WHAT YOU WILL DO |
Copy the rows word for word, starting at the very beginning and ending with the line that contains "91), (232, 92)]]", with both ends included. Leave the picture out of your copy.
.....
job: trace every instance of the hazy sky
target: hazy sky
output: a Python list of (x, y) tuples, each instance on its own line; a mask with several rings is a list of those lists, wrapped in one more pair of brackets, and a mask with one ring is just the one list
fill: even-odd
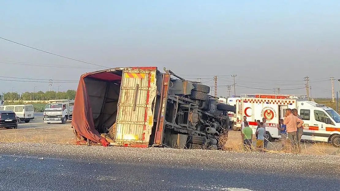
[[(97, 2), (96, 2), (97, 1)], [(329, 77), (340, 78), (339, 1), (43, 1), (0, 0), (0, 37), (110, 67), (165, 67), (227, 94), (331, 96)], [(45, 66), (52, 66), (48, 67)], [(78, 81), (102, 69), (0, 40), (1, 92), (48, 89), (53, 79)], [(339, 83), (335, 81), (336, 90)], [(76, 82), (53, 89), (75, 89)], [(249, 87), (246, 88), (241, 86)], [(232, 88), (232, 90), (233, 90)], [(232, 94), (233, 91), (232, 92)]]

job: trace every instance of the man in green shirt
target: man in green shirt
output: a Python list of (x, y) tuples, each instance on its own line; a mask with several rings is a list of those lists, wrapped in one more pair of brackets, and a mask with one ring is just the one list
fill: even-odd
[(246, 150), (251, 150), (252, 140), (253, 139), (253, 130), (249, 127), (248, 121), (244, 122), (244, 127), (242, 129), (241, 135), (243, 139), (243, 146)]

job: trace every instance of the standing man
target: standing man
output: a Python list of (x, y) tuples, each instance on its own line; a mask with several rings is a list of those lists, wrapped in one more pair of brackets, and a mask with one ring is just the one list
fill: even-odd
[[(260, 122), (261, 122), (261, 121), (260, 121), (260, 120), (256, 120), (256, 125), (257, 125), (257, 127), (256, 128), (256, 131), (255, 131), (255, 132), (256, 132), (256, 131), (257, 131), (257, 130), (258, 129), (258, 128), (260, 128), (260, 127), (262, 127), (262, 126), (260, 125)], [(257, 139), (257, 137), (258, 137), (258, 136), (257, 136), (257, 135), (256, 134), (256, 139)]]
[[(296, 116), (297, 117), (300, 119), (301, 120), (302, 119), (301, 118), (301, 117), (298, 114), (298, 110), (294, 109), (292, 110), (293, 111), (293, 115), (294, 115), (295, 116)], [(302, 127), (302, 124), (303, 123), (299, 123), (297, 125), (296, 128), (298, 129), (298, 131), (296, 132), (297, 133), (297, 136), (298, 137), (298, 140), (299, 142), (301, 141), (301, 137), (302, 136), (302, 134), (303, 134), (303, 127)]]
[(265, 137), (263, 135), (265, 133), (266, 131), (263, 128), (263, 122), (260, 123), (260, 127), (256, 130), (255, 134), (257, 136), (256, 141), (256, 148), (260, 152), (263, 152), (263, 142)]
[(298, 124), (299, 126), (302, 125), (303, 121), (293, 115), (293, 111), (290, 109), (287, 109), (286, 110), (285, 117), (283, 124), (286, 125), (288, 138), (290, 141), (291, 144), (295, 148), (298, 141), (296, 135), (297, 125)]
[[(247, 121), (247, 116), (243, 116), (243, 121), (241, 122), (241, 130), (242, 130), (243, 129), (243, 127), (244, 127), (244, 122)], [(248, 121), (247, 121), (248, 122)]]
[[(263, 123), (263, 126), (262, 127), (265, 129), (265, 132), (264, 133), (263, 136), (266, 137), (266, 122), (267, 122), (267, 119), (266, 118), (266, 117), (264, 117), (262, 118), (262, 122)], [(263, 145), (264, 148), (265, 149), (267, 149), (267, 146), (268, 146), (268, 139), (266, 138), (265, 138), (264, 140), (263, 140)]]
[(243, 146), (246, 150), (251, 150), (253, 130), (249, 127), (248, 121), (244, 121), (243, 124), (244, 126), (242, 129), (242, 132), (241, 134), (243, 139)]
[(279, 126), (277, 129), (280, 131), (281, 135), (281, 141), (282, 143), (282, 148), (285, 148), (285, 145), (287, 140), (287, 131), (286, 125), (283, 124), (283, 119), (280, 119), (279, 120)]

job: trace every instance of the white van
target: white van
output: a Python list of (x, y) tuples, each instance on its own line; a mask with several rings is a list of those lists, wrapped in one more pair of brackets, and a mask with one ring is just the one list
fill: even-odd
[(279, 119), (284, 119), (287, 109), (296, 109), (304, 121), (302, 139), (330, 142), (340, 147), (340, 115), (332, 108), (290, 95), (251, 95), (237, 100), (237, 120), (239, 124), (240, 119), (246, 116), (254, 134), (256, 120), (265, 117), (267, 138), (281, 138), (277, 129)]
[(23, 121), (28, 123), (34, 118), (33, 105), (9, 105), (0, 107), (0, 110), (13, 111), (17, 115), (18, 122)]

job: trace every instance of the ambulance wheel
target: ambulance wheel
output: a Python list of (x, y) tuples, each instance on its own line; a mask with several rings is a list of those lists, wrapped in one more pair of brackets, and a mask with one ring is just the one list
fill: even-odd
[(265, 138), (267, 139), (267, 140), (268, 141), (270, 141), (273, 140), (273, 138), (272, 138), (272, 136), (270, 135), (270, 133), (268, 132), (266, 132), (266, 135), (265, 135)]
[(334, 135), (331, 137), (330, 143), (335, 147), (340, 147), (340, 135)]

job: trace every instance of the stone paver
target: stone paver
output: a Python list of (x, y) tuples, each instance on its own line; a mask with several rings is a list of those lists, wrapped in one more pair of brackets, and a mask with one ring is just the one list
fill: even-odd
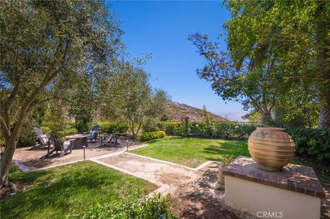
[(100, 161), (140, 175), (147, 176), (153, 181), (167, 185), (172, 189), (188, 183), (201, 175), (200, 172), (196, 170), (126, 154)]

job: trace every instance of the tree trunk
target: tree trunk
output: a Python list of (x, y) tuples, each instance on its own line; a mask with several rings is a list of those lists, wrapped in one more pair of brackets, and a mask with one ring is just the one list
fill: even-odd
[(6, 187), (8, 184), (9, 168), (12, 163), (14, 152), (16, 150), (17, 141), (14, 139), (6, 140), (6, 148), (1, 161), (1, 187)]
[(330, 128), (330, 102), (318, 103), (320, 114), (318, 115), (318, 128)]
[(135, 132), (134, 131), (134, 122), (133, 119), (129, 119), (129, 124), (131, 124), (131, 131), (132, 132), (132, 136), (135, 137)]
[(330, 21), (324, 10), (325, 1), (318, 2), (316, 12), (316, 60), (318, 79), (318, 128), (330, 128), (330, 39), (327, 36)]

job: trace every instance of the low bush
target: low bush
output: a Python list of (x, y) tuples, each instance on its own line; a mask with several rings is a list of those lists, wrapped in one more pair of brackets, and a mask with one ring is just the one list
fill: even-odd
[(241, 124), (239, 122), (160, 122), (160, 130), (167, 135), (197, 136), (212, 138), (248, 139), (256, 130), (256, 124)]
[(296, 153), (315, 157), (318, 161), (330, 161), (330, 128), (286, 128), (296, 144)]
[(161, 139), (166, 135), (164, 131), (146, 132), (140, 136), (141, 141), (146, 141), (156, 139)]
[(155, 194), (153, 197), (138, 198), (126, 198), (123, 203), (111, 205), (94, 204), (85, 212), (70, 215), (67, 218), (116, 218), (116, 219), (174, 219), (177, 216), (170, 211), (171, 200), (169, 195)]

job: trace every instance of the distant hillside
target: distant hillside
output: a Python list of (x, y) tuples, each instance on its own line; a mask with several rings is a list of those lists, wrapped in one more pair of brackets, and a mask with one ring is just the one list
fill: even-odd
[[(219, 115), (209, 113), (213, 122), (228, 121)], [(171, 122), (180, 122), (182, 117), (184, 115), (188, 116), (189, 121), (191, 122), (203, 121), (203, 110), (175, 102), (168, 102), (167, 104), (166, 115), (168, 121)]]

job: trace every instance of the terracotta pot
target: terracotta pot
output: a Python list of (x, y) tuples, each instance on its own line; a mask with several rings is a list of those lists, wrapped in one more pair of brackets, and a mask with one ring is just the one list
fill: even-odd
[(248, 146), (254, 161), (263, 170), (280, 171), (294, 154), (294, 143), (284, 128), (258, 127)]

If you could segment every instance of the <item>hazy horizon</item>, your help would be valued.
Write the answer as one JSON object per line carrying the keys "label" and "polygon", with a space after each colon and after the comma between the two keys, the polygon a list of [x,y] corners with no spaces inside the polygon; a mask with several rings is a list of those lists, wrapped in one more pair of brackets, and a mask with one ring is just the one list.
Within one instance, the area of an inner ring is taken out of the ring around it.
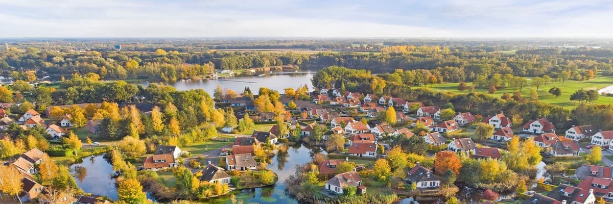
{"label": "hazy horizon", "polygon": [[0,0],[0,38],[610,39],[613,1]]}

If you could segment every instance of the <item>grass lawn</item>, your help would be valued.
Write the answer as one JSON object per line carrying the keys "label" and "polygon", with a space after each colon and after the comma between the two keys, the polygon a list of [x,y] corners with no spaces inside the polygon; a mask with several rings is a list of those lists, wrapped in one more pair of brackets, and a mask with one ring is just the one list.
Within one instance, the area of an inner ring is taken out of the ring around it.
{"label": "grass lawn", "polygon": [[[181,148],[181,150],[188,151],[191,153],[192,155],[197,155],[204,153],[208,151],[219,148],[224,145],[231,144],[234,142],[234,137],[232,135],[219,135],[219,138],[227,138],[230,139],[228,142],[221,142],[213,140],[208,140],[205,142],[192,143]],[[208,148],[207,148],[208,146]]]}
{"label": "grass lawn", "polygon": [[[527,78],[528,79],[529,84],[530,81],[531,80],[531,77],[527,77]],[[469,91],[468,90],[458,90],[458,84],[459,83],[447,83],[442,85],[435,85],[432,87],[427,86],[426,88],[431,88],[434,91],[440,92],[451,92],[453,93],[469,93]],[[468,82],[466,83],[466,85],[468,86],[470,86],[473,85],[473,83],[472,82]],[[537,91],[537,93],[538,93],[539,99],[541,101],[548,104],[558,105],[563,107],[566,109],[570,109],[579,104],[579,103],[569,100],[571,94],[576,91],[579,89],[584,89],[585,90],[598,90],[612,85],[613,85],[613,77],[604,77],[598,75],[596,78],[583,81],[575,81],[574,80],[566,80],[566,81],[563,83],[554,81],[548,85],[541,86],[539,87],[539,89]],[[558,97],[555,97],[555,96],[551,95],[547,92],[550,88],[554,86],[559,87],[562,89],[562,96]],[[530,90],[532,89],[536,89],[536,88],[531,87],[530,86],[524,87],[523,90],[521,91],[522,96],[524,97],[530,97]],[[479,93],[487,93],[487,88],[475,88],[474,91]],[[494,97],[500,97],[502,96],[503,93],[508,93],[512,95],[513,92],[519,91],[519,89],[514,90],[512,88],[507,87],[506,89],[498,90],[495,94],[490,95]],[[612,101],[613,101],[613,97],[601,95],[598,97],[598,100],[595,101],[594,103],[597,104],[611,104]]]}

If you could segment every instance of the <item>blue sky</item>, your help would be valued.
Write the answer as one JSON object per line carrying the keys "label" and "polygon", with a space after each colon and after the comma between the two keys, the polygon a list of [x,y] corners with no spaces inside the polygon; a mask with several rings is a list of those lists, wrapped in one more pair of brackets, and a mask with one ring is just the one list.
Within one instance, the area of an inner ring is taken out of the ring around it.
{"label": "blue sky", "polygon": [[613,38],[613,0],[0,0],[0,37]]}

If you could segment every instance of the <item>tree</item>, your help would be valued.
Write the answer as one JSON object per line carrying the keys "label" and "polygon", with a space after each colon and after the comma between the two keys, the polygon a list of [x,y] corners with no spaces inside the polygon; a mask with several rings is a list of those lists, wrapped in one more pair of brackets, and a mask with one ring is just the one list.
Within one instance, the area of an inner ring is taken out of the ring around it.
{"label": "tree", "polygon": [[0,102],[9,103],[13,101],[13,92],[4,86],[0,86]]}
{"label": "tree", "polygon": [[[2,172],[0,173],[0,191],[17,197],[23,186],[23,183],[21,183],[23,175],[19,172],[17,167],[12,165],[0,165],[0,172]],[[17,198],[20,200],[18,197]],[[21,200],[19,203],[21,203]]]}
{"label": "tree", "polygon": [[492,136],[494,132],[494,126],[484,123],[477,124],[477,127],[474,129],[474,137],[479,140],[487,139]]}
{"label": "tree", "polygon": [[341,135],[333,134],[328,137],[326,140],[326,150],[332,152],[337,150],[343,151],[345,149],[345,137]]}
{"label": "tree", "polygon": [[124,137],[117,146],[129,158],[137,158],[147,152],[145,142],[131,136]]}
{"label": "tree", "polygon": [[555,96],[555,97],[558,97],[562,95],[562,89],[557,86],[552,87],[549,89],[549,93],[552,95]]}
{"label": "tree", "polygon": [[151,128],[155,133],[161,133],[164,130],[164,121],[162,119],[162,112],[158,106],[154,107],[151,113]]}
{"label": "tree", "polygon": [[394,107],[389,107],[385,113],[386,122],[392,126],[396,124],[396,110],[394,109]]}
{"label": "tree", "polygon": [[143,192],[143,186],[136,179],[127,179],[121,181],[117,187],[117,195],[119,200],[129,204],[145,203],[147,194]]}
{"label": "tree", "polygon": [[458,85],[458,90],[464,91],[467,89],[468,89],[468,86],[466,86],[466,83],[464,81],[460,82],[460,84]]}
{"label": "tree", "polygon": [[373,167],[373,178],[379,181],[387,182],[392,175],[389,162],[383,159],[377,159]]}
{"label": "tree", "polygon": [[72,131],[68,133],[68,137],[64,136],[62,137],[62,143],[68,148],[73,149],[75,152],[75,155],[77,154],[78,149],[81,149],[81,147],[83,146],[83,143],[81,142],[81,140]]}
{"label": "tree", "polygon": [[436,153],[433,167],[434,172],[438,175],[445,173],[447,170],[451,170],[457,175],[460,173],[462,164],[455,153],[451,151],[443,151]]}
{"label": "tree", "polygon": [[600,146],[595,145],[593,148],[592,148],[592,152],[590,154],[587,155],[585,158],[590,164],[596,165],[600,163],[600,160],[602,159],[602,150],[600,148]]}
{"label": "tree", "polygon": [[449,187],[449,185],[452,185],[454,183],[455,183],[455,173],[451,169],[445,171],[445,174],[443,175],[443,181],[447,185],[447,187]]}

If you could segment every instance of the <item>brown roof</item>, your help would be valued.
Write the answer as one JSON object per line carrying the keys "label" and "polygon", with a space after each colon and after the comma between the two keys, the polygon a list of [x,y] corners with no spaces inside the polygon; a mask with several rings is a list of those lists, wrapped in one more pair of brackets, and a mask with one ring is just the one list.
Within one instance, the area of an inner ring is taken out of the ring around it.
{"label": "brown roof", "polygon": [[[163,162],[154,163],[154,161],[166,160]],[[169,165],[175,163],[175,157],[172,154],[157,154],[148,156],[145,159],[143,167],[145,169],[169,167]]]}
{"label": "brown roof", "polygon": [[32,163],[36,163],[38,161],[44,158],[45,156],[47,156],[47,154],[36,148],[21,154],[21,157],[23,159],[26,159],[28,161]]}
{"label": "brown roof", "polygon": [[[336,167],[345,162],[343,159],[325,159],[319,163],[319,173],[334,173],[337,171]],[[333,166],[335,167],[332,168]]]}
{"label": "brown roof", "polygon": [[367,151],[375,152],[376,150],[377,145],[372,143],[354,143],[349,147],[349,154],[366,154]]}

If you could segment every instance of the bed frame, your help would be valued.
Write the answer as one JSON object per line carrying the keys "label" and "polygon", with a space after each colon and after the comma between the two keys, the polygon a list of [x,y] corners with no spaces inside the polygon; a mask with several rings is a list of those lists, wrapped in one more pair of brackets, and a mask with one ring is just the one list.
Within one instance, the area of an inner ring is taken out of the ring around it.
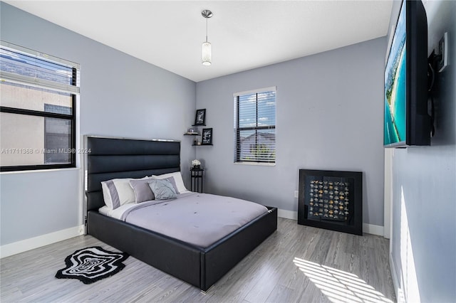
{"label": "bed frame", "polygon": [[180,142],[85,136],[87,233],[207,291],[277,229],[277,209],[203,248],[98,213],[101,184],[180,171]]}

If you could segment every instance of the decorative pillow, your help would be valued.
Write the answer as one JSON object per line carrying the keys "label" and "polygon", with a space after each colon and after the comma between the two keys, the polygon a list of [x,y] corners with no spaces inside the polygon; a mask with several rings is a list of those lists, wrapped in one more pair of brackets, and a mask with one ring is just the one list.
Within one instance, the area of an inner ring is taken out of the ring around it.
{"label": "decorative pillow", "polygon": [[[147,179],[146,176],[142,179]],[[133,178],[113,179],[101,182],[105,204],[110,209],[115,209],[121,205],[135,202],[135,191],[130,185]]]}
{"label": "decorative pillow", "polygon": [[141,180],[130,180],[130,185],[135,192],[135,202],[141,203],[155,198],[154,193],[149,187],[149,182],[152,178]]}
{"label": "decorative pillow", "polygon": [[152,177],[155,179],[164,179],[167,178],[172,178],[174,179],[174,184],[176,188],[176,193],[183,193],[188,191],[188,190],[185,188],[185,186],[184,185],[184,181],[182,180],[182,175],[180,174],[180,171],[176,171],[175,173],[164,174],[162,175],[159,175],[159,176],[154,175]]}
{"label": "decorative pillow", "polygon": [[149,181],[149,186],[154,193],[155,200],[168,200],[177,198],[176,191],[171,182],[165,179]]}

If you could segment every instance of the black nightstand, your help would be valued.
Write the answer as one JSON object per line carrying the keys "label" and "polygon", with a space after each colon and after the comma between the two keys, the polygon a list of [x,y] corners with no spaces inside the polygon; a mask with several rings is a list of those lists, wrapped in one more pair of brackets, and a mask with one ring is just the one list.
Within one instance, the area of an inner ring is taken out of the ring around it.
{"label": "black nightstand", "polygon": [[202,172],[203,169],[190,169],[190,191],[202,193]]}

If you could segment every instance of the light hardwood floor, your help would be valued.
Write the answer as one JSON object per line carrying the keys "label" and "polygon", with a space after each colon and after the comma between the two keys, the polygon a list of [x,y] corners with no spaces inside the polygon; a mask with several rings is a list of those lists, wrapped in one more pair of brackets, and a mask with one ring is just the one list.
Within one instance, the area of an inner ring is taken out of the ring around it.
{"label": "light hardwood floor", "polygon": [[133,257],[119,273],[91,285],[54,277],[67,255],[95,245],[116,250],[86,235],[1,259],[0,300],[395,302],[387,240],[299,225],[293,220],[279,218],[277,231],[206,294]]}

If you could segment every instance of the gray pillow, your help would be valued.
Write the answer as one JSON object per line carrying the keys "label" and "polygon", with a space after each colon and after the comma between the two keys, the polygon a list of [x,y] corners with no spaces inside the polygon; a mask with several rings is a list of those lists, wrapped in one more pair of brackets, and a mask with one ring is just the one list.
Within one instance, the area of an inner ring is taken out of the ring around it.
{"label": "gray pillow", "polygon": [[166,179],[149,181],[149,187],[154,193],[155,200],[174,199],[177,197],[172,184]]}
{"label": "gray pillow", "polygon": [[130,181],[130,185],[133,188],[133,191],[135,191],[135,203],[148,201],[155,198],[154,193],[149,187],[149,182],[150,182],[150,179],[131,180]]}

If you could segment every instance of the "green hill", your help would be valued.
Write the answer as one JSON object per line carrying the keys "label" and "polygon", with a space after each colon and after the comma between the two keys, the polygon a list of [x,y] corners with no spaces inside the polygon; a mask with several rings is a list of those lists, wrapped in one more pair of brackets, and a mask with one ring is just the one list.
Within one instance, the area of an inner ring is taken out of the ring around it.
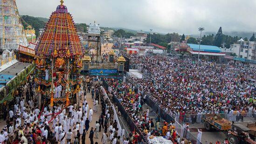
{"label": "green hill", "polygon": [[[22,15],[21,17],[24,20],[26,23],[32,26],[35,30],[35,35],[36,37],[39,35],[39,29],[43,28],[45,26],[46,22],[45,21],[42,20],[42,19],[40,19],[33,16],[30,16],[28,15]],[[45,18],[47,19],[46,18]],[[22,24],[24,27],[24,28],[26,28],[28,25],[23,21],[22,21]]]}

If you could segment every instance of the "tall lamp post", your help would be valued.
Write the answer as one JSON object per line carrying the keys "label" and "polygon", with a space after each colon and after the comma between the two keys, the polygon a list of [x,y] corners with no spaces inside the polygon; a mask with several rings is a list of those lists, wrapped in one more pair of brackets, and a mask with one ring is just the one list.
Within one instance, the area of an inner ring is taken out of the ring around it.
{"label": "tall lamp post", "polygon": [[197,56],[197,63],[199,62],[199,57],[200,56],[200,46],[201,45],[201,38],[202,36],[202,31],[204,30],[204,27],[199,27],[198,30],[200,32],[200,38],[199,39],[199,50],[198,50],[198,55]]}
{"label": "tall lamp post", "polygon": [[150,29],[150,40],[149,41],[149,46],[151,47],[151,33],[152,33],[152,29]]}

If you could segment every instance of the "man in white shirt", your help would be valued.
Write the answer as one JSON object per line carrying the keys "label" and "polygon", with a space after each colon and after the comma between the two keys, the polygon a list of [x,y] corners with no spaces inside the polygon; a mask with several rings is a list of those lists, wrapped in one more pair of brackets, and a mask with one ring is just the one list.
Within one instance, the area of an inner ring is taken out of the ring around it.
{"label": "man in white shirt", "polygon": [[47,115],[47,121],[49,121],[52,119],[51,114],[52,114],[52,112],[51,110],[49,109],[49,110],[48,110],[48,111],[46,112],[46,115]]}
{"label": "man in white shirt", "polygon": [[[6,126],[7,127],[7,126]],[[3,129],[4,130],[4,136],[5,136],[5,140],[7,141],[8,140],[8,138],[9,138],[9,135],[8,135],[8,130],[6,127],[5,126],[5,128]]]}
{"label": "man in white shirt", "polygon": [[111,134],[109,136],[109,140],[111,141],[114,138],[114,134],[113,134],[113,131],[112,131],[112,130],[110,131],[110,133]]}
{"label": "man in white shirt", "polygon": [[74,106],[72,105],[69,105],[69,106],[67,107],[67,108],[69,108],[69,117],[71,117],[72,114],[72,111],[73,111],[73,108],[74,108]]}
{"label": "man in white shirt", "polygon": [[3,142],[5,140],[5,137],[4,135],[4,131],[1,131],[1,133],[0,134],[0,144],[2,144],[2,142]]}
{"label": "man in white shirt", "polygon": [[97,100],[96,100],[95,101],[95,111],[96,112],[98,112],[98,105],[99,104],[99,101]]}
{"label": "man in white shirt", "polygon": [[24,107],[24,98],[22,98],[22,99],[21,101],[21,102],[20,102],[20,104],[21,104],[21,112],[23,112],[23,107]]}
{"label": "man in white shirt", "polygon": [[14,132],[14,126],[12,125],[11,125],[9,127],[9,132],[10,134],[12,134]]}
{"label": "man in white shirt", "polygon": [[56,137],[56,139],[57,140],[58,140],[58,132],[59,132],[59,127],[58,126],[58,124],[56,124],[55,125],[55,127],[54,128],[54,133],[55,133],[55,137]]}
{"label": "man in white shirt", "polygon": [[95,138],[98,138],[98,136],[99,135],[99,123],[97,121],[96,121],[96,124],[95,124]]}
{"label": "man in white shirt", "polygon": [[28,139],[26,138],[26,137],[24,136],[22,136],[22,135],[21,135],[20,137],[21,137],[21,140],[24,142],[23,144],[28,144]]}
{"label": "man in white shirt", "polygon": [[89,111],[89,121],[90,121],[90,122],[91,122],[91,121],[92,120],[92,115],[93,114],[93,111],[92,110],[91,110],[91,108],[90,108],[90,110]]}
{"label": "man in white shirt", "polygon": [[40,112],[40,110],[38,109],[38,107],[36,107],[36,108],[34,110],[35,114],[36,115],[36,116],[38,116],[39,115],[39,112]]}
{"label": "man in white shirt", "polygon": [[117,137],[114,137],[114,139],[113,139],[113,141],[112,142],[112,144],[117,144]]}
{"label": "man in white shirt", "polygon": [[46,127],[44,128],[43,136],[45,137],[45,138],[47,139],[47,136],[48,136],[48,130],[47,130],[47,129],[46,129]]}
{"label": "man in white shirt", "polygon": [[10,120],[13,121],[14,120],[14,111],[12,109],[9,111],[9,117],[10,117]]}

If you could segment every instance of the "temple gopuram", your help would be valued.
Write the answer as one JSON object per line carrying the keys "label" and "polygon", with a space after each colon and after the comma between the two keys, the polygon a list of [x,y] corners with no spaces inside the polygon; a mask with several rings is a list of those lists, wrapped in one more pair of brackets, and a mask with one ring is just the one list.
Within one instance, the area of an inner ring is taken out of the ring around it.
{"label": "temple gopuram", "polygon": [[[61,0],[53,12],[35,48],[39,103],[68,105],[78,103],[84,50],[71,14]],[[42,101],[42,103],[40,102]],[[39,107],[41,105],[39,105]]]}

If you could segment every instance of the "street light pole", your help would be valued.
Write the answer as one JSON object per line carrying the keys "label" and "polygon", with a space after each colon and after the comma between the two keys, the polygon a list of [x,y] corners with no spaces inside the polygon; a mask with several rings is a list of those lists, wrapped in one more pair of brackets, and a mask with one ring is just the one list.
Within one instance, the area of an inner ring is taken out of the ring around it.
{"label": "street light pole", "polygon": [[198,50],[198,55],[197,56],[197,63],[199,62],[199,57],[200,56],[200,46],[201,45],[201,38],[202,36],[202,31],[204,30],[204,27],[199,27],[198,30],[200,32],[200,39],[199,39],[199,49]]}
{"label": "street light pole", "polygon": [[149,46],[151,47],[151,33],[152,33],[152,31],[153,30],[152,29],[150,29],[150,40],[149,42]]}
.....
CORRECT RESULT |
job: trace every instance of the hazy sky
target: hazy sky
output: a Python list of (x, y) tuples, each instance on its own line; a mask with several rings is a list of those lists, wrapped in one more pair of brackets, and a mask with one ring is just the one list
fill: even-odd
[[(97, 2), (96, 2), (97, 1)], [(329, 77), (340, 78), (339, 1), (43, 1), (0, 0), (0, 37), (110, 67), (165, 67), (227, 94), (331, 96)], [(45, 66), (52, 66), (48, 67)], [(78, 81), (102, 69), (0, 40), (1, 92), (48, 89), (53, 79)], [(339, 83), (335, 81), (336, 90)], [(76, 82), (53, 89), (75, 89)], [(249, 87), (246, 88), (241, 86)], [(232, 88), (232, 90), (233, 90)], [(232, 94), (233, 91), (232, 92)]]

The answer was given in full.